> _TO DO_
Rewrite the items below with "Tag" switched to "Mark" wherever it occurs, leaving everything else unchanged. Omit the pictures from your version.

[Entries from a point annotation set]
────
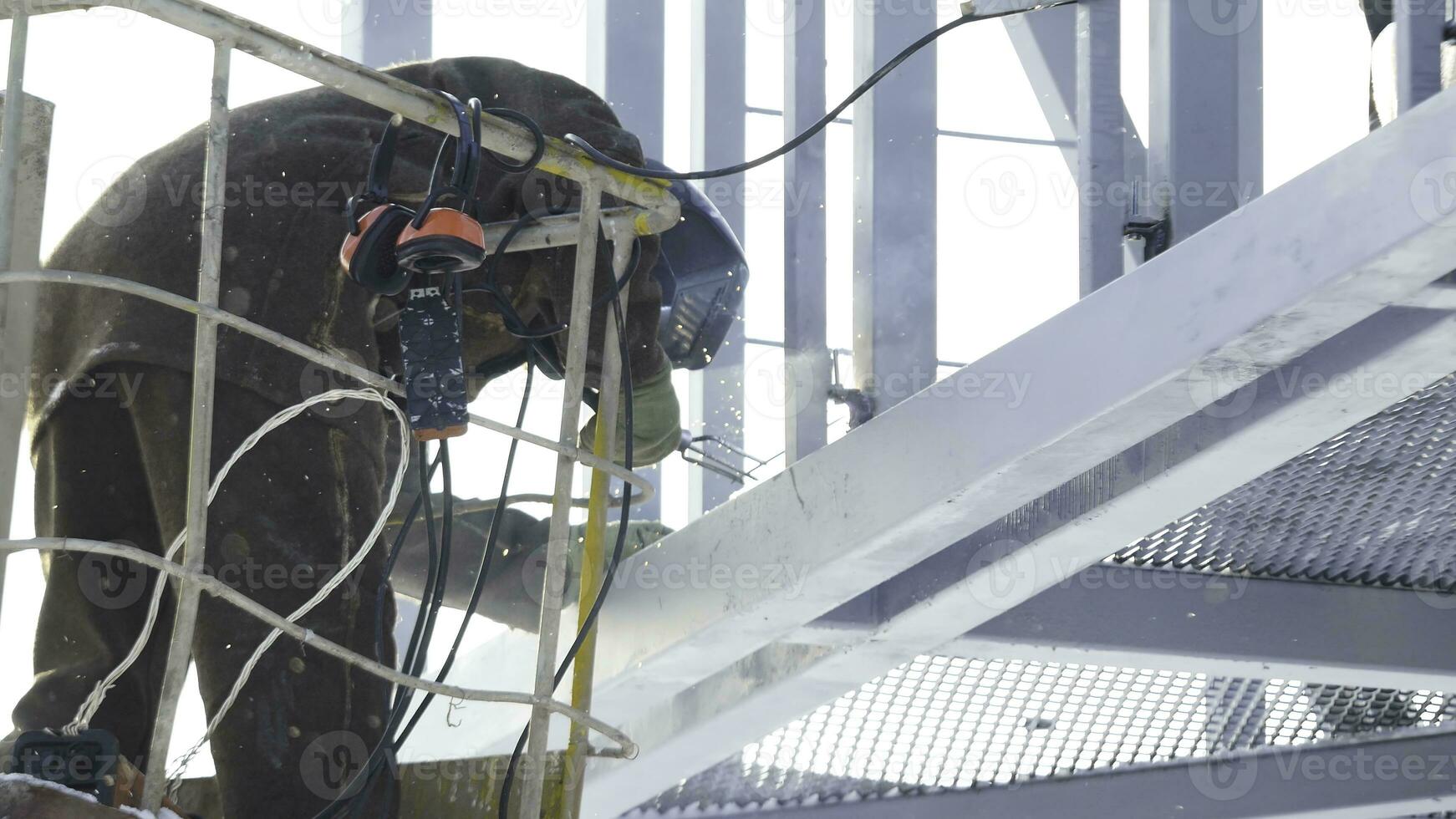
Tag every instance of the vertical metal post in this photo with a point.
(1101, 179)
(18, 300)
(19, 251)
(1206, 129)
(720, 109)
(1204, 156)
(380, 33)
(1420, 27)
(557, 546)
(806, 235)
(13, 129)
(626, 67)
(894, 278)
(594, 549)
(200, 469)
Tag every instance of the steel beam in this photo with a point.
(1046, 44)
(1216, 312)
(806, 235)
(1204, 156)
(1214, 624)
(382, 33)
(980, 583)
(1101, 214)
(1377, 779)
(894, 278)
(720, 139)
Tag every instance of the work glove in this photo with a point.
(657, 424)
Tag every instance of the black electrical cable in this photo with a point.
(884, 70)
(349, 801)
(612, 566)
(485, 561)
(431, 600)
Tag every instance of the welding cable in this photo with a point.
(382, 591)
(333, 582)
(355, 795)
(874, 79)
(485, 561)
(98, 694)
(331, 363)
(421, 634)
(504, 805)
(384, 752)
(313, 640)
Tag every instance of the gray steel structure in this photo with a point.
(1226, 471)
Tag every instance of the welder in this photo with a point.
(115, 469)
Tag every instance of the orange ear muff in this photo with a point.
(445, 242)
(369, 252)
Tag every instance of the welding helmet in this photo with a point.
(702, 272)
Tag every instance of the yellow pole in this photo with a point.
(593, 563)
(593, 569)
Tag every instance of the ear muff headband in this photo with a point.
(380, 163)
(441, 241)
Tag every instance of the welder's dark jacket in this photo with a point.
(292, 163)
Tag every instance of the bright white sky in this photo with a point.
(125, 84)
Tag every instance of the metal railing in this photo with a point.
(649, 210)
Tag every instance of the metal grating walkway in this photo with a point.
(969, 723)
(1375, 505)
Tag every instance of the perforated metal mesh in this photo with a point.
(1375, 505)
(961, 723)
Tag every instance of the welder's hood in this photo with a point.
(702, 272)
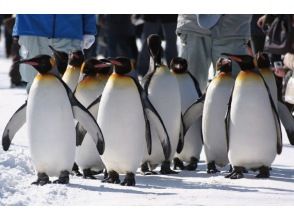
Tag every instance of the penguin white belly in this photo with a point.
(164, 94)
(71, 77)
(87, 155)
(50, 126)
(253, 135)
(213, 124)
(193, 141)
(123, 125)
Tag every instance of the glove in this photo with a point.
(87, 41)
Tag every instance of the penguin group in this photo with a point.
(98, 116)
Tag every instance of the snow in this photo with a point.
(186, 188)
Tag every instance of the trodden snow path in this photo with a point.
(186, 188)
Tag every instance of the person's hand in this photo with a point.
(87, 41)
(260, 22)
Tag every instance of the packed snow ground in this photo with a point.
(186, 188)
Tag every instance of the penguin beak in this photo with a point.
(235, 58)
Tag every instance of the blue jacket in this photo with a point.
(55, 25)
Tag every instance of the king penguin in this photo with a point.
(88, 92)
(190, 92)
(72, 74)
(49, 112)
(125, 115)
(252, 124)
(215, 105)
(163, 91)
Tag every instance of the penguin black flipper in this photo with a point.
(181, 137)
(276, 117)
(85, 118)
(228, 119)
(80, 130)
(153, 117)
(196, 84)
(193, 113)
(287, 120)
(16, 121)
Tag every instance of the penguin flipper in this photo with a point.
(287, 120)
(89, 123)
(80, 130)
(181, 137)
(152, 117)
(82, 115)
(193, 113)
(14, 124)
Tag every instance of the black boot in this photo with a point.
(129, 180)
(165, 168)
(145, 170)
(178, 164)
(63, 178)
(43, 179)
(87, 174)
(192, 165)
(112, 177)
(237, 173)
(75, 170)
(264, 172)
(211, 168)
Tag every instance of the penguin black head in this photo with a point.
(224, 65)
(92, 66)
(76, 58)
(61, 59)
(263, 60)
(42, 63)
(122, 65)
(154, 45)
(245, 62)
(179, 65)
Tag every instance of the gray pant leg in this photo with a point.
(233, 46)
(196, 50)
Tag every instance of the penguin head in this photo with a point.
────
> _SOLUTION TO THE EXERCISE_
Mark every instance of the vertical metal post in this photo with a point.
(1101, 179)
(18, 300)
(19, 251)
(1206, 129)
(720, 109)
(1204, 156)
(380, 33)
(1420, 27)
(557, 546)
(806, 235)
(13, 129)
(626, 67)
(894, 278)
(594, 549)
(200, 469)
Mark every instance of the steel beam in this photo with a point.
(1046, 44)
(1216, 312)
(806, 235)
(1204, 156)
(1214, 624)
(382, 33)
(980, 583)
(1101, 214)
(1377, 779)
(894, 278)
(720, 139)
Mark every instance of the work glove in this photo with a point.
(657, 424)
Mark every instance of the black electrical cable in this photo with a point.
(884, 70)
(349, 801)
(612, 566)
(485, 561)
(431, 600)
Mark every instance of the welding cable in this photo with a point.
(382, 591)
(333, 582)
(355, 795)
(874, 79)
(485, 561)
(98, 694)
(331, 363)
(421, 634)
(504, 805)
(384, 752)
(313, 640)
Mark every instance of the gray steel structure in this photo with a point.
(1226, 471)
Mark every instance of the welder in this photo with a point.
(115, 469)
Mark every instance of the orange ear muff in this photo with a point.
(445, 242)
(369, 252)
Mark every instance of the welding helmet in this photo with a point.
(702, 272)
Mark every instance of the yellow pole in this photo with a point.
(593, 563)
(593, 569)
Mark every instance of the ear muff headband in this photo with a point.
(380, 163)
(441, 241)
Mark every instance of the welder's dark jacket in this photo with a point.
(292, 163)
Mark every instance of the bright white sky in this photo with a point.
(125, 84)
Mark every instance of the metal railing in this photo with a point.
(649, 210)
Mark every instance of the metal grating walkway in this photo with a point.
(969, 723)
(1375, 505)
Mark every instance of the perforated metal mesh in this photo with a point.
(1375, 505)
(961, 723)
Mark every instance of the welder's hood in this photo with a point.
(702, 272)
Mark every instance of the penguin white belly in this photo with a point.
(164, 94)
(71, 77)
(87, 155)
(50, 126)
(253, 135)
(213, 124)
(193, 141)
(123, 125)
Mark every instance of the glove in this photo with a point.
(87, 41)
Mark every instance of the penguin group in this photo with a point.
(98, 116)
Mark every instance of the snow in this photo with a point.
(186, 188)
Mark every instance of the trodden snow path in this photo with a point.
(186, 188)
Mark every instance of the person's hand in this photo with a point.
(87, 41)
(260, 22)
Mark every instance of the packed snow ground in this photo with a point.
(186, 188)
Mark every instance of the penguin beak in this photo with a point.
(235, 58)
Mark every instance of the blue jacket in this photo with a point.
(55, 25)
Mark every instance of the king penguin in this photo with a point.
(88, 92)
(190, 92)
(72, 74)
(49, 112)
(125, 115)
(252, 124)
(215, 105)
(163, 91)
Mark every instance of the penguin black flipper in this photo with a point.
(181, 137)
(276, 117)
(85, 118)
(228, 119)
(80, 130)
(153, 117)
(196, 84)
(193, 113)
(287, 120)
(16, 121)
Mark every instance of the penguin flipper in this photo with a point.
(287, 120)
(89, 123)
(80, 130)
(181, 137)
(152, 117)
(82, 115)
(193, 113)
(14, 124)
Mark every instance of the black boot in this photo with a point.
(129, 180)
(165, 168)
(145, 170)
(178, 164)
(63, 178)
(43, 179)
(87, 174)
(192, 165)
(112, 177)
(237, 173)
(75, 170)
(264, 172)
(211, 168)
Mark every instance of the penguin black head in this photo with a point.
(224, 65)
(92, 66)
(76, 58)
(61, 59)
(263, 60)
(42, 63)
(122, 65)
(154, 45)
(245, 62)
(179, 65)
Mark every instance of the gray pant leg in this photo with a point.
(233, 46)
(196, 50)
Mark every instance of the penguin head in this photo with a point.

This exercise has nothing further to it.